> [INSTRUCTION] Quote all of the lines below verbatim, but leave out the pictures.

===== DATA ROWS =====

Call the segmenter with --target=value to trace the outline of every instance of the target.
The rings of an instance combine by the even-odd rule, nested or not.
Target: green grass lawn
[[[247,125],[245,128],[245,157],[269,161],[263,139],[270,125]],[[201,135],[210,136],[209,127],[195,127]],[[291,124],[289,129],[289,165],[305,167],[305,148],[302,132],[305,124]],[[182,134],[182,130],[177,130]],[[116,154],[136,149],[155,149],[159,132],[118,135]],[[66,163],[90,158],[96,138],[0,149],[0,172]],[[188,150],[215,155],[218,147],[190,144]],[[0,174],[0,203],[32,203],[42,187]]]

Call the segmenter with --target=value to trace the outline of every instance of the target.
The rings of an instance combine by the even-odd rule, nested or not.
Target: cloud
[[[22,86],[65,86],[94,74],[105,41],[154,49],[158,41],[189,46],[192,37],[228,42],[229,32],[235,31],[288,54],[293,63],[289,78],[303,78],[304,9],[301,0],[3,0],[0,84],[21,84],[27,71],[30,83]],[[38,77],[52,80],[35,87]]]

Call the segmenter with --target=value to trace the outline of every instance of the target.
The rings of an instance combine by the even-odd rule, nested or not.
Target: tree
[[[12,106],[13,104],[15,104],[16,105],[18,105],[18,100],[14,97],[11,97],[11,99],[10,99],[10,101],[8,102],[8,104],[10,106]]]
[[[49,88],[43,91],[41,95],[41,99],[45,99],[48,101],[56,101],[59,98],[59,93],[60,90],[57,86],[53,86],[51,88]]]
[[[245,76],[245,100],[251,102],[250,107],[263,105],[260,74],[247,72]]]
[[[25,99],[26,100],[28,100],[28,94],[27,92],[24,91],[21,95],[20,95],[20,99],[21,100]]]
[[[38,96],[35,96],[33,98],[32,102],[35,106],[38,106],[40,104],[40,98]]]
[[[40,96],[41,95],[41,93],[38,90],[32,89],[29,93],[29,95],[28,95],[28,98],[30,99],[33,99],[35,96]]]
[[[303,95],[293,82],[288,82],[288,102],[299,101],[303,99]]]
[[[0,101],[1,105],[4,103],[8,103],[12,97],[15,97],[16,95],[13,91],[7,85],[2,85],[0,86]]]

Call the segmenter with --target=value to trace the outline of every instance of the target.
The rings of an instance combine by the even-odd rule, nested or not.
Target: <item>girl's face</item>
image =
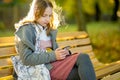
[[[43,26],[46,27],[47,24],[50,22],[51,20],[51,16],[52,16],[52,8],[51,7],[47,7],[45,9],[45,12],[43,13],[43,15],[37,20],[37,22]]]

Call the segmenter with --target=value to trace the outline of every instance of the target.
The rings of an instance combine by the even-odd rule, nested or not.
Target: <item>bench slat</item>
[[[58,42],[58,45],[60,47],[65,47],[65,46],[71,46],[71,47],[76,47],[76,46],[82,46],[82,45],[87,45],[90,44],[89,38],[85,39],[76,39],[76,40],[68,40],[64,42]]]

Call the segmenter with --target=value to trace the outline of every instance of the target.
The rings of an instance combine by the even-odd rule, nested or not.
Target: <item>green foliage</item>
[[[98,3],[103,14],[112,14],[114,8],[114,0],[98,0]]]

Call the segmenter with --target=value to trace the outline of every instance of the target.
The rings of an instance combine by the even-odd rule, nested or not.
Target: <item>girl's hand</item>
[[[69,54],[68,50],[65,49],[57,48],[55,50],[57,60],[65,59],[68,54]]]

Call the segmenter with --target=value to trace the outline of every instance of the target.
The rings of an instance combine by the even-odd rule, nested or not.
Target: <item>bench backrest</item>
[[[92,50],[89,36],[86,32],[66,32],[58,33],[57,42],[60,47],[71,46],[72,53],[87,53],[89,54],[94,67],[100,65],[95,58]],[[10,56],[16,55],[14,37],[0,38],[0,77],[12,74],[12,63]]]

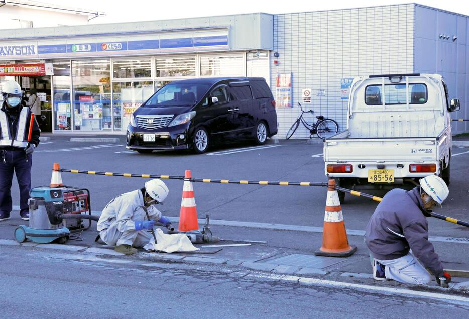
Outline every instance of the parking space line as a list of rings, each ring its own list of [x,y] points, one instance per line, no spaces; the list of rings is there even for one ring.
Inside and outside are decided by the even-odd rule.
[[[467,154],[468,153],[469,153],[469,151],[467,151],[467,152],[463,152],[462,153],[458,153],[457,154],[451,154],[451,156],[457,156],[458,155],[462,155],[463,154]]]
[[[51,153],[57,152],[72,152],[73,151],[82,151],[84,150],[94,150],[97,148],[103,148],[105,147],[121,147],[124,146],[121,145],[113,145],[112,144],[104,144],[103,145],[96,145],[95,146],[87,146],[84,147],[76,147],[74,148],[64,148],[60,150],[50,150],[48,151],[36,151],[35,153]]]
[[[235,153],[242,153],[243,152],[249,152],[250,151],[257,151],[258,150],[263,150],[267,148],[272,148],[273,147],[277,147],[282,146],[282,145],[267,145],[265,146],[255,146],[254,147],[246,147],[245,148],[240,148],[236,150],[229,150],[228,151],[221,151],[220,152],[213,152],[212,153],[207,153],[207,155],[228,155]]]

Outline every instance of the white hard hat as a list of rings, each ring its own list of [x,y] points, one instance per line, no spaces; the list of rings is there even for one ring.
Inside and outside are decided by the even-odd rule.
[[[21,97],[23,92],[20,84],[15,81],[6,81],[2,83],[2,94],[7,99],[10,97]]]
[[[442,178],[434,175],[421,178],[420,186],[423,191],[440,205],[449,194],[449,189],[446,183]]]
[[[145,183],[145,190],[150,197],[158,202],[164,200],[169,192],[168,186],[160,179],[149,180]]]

=====

> [COMPLETED TASK]
Call the segmenter with --target=value to trace the outline of every instance of the target.
The rings of an instance combine by the even-odd rule, nested or not.
Target: green grass lawn
[[[247,125],[245,128],[245,157],[269,161],[263,139],[270,125]],[[201,135],[210,136],[209,127],[195,127]],[[291,124],[289,129],[289,165],[305,167],[305,148],[302,132],[305,124]],[[182,134],[182,130],[177,130]],[[116,154],[136,149],[155,149],[159,132],[118,135]],[[66,163],[90,158],[96,138],[0,149],[0,172]],[[188,150],[215,155],[218,147],[190,144]],[[0,174],[0,203],[32,203],[42,187]]]

Call the segmenter with --target=value to trace the outline of every instance of the target.
The rings of an instance combine by the even-odd rule, nested or not.
Target: cloud
[[[22,86],[65,86],[94,74],[105,41],[154,49],[158,41],[189,46],[192,37],[228,42],[229,32],[235,31],[288,54],[293,63],[289,78],[303,78],[304,9],[301,0],[3,0],[0,84],[21,84],[27,71],[30,83]],[[38,77],[52,80],[35,87]]]

Call the segmenter with --target=value to trace the outline of every instance of the target.
The rings of an instance combine by the even-odd rule, nested or not.
Target: tree
[[[12,106],[13,104],[15,104],[16,105],[18,105],[18,100],[14,97],[11,97],[11,99],[10,99],[10,101],[8,102],[8,104],[10,106]]]
[[[49,88],[43,91],[41,95],[41,99],[45,99],[48,101],[56,101],[59,98],[59,93],[60,90],[57,86],[53,86],[51,88]]]
[[[245,76],[245,100],[251,102],[250,107],[263,105],[260,74],[247,72]]]
[[[25,99],[26,100],[28,100],[28,94],[27,92],[24,91],[21,95],[20,95],[20,99],[21,100]]]
[[[38,96],[35,96],[33,98],[32,102],[35,106],[38,106],[40,104],[40,98]]]
[[[40,96],[41,95],[41,93],[38,90],[32,89],[29,93],[29,95],[28,95],[28,98],[30,99],[33,99],[35,96]]]
[[[303,95],[293,82],[288,82],[288,102],[299,101],[303,99]]]
[[[0,101],[1,105],[4,103],[8,103],[12,97],[15,97],[16,95],[13,91],[7,85],[2,85],[0,86]]]

Call the segmenter with --target=value to trace the outline of every instance of the target.
The rings of an instance combine by the even-odd rule, nested or not.
Target: <item>girl's face</item>
image =
[[[43,26],[46,27],[47,24],[50,22],[51,20],[51,16],[52,16],[52,8],[51,7],[47,7],[45,9],[45,12],[43,13],[43,15],[37,20],[37,22]]]

Call the segmenter with --target=value to trace the outline of every instance of the target.
The rings of an instance combine by the even-odd rule, nested or not.
Target: <item>bench slat</item>
[[[58,42],[58,45],[60,47],[65,47],[65,46],[71,46],[71,47],[76,47],[76,46],[82,46],[82,45],[87,45],[90,44],[89,38],[85,39],[76,39],[76,40],[68,40],[64,42]]]

Call the segmenter with --target=value to trace the outline of every instance of the target.
The rings of an instance combine by the even-odd rule, nested or not.
Target: <item>green foliage</item>
[[[98,3],[103,14],[112,14],[114,8],[114,0],[98,0]]]

Call the segmenter with --target=value to trace the outline of every instance of the target.
The rings of an instance combine by the even-odd rule, nested or not.
Target: <item>girl's hand</item>
[[[69,54],[68,50],[65,49],[57,48],[55,50],[57,60],[65,59],[68,54]]]

Call the segmenter with --target=value to trace the outline of every instance of the target.
The rings of an instance combine by the even-odd rule, nested or not.
Target: <item>bench backrest</item>
[[[92,50],[89,36],[86,32],[66,32],[58,33],[57,42],[60,47],[71,46],[72,53],[87,53],[89,54],[94,67],[100,65],[95,58]],[[10,56],[16,55],[14,37],[0,38],[0,77],[12,74],[12,63]]]

Outline every instance of the parking space line as a list of rings, each ring its own list of [x,y] points, one instance per line, no spaces; the list of rings is there even for one ring.
Inside and outside are decided by the even-odd rule.
[[[467,154],[468,153],[469,153],[469,151],[467,151],[467,152],[463,152],[462,153],[458,153],[457,154],[451,154],[451,156],[457,156],[458,155],[462,155],[463,154]]]
[[[51,153],[57,152],[72,152],[73,151],[82,151],[84,150],[94,150],[97,148],[103,148],[105,147],[121,147],[124,146],[121,145],[113,145],[112,144],[104,144],[103,145],[96,145],[95,146],[87,146],[84,147],[76,147],[74,148],[64,148],[60,150],[50,150],[48,151],[36,151],[35,153]]]
[[[235,153],[242,153],[243,152],[249,152],[250,151],[257,151],[258,150],[263,150],[267,148],[272,148],[273,147],[277,147],[282,146],[282,145],[267,145],[265,146],[255,146],[254,147],[246,147],[245,148],[240,148],[236,150],[229,150],[228,151],[221,151],[220,152],[213,152],[212,153],[207,153],[207,155],[228,155]]]

Outline every instance of the white hard hat as a list of rings, each ring its own list of [x,y] points, one instance per line, no spaces; the list of rings is there even for one ring.
Inside and outside are decided by the even-odd rule.
[[[21,97],[23,92],[20,84],[15,81],[6,81],[2,83],[2,94],[7,99],[10,97]]]
[[[442,178],[434,175],[421,178],[420,186],[423,191],[440,205],[449,194],[449,189],[446,183]]]
[[[145,183],[145,190],[150,197],[158,202],[164,200],[169,192],[168,186],[160,179],[149,180]]]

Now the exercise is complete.